▸ TO DO:
Your output is the line containing "Can you find the headlight" plus all lines after it to the end of the records, reproduced exactly, with nothing else.

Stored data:
+--
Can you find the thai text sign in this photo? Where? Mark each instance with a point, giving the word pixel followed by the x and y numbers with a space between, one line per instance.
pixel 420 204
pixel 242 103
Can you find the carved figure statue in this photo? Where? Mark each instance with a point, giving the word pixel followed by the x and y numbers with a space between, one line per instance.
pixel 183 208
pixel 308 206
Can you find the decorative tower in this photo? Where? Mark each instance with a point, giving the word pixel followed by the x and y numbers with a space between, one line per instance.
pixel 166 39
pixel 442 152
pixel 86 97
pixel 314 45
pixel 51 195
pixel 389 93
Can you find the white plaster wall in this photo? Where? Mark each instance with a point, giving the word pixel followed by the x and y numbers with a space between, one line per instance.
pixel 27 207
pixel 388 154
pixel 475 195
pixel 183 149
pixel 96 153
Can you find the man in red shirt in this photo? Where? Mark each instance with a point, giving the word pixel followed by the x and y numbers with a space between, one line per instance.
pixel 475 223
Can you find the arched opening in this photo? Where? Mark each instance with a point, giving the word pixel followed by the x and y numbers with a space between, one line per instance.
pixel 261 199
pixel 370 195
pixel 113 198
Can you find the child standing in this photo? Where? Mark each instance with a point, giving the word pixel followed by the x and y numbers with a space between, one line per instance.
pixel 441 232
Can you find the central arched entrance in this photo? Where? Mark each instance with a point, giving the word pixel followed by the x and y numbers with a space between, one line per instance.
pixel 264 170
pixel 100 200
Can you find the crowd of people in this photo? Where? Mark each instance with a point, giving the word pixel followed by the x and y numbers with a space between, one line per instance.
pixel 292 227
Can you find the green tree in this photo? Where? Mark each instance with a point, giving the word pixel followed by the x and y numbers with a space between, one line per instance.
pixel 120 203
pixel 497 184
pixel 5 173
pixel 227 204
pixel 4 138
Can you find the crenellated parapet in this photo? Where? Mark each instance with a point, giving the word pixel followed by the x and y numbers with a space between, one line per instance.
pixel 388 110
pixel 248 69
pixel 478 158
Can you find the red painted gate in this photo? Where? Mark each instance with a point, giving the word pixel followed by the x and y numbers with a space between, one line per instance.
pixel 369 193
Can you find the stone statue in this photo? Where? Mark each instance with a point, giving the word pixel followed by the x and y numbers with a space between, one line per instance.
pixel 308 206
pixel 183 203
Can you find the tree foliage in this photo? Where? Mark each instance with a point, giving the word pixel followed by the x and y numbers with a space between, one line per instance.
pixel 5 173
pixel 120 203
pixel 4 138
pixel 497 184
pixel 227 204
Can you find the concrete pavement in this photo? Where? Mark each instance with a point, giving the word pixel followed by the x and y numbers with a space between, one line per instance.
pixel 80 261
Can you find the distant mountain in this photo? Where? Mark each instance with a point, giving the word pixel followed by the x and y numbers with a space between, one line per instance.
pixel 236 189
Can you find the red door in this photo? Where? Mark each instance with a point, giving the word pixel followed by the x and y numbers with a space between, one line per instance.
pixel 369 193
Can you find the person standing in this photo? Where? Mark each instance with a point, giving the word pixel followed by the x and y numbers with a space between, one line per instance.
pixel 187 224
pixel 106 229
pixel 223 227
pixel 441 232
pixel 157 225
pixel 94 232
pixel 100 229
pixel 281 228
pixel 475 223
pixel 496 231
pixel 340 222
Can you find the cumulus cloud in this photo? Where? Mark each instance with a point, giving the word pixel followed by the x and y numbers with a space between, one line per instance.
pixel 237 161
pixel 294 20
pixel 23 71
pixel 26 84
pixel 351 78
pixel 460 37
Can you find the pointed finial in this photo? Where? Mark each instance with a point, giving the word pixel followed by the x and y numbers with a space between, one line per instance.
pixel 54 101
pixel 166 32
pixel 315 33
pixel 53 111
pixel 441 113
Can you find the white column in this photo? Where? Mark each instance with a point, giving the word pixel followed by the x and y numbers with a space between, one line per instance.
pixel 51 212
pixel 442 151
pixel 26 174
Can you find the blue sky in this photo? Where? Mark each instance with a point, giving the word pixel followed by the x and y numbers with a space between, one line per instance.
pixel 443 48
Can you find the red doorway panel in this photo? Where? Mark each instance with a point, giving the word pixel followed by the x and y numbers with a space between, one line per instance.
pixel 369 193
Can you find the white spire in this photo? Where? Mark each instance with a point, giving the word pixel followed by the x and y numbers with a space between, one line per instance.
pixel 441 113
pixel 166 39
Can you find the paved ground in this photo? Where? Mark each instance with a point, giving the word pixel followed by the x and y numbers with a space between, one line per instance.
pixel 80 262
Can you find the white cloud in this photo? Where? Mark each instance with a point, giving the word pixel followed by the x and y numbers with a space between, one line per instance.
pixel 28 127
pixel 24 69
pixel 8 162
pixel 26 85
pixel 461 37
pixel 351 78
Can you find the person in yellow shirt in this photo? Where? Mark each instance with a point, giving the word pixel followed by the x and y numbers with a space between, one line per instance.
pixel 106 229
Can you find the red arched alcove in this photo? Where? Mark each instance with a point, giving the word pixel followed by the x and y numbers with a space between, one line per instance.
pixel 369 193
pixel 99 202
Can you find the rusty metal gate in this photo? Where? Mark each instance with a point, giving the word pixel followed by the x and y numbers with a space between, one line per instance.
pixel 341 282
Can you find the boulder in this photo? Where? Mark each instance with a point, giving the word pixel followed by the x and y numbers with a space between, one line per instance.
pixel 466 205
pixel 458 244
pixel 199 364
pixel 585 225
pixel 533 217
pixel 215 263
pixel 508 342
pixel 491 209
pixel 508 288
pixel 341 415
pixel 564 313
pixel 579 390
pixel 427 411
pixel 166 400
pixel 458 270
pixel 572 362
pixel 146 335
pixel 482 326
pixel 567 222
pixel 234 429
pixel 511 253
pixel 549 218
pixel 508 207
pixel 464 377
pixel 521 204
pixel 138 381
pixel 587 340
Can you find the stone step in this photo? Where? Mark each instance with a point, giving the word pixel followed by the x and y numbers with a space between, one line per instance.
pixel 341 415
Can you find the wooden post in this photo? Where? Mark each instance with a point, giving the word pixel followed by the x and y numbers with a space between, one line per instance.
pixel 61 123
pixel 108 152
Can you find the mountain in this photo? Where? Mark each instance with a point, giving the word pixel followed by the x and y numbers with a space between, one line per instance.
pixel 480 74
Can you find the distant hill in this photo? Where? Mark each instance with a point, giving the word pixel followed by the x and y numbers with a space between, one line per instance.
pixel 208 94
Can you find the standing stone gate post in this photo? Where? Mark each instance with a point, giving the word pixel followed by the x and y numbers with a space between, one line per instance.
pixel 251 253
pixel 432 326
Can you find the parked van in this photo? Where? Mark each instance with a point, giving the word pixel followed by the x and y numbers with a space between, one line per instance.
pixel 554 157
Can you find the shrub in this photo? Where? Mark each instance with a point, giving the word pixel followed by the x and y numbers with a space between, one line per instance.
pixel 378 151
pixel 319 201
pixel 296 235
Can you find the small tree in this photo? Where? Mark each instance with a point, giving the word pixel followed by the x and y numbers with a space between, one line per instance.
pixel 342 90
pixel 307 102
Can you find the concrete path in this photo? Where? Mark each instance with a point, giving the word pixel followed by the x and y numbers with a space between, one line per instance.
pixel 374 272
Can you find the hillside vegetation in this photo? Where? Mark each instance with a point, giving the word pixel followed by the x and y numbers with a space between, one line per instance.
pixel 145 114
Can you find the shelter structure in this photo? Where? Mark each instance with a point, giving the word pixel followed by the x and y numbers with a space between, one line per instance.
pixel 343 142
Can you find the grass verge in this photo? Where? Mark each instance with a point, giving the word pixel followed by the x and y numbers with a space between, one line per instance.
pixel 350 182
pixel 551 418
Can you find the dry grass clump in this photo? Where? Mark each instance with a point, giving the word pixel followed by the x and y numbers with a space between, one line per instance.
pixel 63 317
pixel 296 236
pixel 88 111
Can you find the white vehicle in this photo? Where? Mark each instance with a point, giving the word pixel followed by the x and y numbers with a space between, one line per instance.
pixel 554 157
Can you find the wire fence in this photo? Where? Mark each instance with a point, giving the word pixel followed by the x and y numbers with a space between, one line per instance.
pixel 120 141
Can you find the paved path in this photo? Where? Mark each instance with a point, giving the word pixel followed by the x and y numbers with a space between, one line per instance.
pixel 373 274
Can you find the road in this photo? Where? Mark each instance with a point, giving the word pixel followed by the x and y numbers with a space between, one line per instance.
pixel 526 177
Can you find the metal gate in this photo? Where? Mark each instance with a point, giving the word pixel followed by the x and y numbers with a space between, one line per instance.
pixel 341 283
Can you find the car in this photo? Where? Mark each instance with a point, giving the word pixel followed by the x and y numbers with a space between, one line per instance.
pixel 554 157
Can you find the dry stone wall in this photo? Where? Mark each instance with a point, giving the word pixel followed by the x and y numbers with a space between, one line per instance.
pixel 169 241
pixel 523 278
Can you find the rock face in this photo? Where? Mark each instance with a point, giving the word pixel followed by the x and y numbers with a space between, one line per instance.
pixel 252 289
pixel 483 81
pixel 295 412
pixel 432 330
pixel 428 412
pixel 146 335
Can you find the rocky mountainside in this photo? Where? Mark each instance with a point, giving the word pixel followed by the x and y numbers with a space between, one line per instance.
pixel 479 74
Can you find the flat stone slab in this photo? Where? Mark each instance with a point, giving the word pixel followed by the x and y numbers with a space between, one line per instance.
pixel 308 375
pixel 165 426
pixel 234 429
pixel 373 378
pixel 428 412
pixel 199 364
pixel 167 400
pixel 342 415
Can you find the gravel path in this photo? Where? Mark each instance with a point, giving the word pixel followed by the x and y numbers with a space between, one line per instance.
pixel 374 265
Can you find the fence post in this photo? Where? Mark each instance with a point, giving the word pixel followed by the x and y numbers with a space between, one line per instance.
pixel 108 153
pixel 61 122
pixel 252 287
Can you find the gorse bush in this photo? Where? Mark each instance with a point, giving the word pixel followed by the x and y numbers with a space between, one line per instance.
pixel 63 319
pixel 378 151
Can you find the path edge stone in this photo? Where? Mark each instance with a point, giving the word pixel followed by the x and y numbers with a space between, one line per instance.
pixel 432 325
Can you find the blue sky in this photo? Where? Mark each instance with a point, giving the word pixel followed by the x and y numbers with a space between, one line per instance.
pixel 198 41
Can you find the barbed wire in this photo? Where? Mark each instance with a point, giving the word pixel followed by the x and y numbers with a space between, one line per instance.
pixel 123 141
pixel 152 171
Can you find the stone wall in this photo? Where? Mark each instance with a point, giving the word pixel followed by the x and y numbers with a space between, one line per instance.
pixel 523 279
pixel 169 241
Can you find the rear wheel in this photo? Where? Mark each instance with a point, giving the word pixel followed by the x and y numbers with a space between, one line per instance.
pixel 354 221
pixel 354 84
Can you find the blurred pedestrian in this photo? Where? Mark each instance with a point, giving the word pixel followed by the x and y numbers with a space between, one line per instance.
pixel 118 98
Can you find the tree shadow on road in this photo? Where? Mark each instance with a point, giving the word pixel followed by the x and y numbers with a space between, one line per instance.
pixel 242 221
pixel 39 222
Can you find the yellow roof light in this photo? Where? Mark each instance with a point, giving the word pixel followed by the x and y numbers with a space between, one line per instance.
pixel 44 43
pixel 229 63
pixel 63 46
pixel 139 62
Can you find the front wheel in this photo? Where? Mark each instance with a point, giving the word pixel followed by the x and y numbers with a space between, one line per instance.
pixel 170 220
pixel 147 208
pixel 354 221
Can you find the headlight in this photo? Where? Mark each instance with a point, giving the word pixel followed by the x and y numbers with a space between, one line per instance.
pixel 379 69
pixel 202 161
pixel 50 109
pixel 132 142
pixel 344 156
+--
▸ RESPONSE TO THE TASK:
Can you find the headlight in this photo? Where? Mark each instance with a point, giving the word pixel followed by the x and y numbers with a space between, one line per instance.
pixel 379 69
pixel 202 161
pixel 50 109
pixel 132 142
pixel 344 156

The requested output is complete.